Goal of the exercise: The listing below should be printed again word for word, without any images.

Data section:
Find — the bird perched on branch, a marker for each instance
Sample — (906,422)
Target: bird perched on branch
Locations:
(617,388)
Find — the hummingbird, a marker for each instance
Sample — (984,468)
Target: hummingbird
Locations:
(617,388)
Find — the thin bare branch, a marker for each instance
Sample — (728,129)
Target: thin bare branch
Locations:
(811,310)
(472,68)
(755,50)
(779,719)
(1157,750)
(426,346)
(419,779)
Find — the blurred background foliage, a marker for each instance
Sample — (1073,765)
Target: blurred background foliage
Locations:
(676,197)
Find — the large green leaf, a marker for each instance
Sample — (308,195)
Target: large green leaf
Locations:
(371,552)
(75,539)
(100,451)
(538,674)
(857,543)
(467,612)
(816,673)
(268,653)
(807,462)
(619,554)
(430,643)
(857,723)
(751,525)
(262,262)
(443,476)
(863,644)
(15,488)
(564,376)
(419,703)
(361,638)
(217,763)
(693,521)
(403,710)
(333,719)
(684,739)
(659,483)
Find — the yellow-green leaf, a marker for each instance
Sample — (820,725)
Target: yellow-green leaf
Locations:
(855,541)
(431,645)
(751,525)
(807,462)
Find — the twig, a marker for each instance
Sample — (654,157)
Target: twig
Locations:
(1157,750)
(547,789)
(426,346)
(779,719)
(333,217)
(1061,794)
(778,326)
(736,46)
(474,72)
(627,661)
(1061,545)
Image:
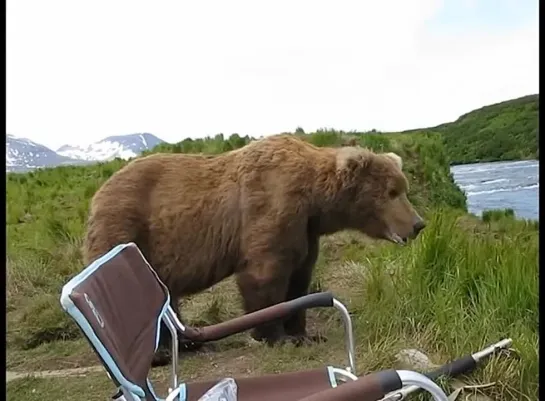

Answer below:
Find — the bird perched on branch, a marker for each instance
Sample — (906,422)
Target: bird perched on branch
Locations:
(617,388)
Find — the hummingbird, a marker for each instance
Sample — (984,468)
Target: hummingbird
Locations:
(617,388)
Find — the thin bare branch, a marker for each instance
Sample — (728,129)
Target: thin bare branch
Locations:
(811,310)
(472,68)
(755,50)
(779,719)
(1157,750)
(426,346)
(419,779)
Find — the blurred background foliage, a marker for each instance
Sample — (1073,765)
Target: blurred background foliage
Locations:
(676,197)
Find — the large green leaf, a marker for each instance
Sample — (308,195)
Target: large green leaf
Locations:
(371,552)
(75,539)
(100,451)
(538,674)
(857,543)
(467,612)
(816,673)
(268,653)
(807,462)
(619,554)
(430,643)
(857,723)
(751,525)
(262,262)
(443,476)
(863,644)
(15,488)
(564,376)
(419,703)
(361,638)
(217,763)
(693,521)
(403,710)
(333,719)
(684,739)
(659,483)
Find — the yellow-green leaf, a marker for each instance
Sample — (820,725)
Target: yellow-green leaf
Locations:
(855,541)
(431,645)
(751,525)
(807,462)
Find — the twig, a marker for each instance
Sample — (654,157)
Target: twig
Locations:
(1157,750)
(547,789)
(426,346)
(779,719)
(333,217)
(1061,794)
(778,326)
(736,46)
(474,72)
(627,661)
(1061,545)
Image:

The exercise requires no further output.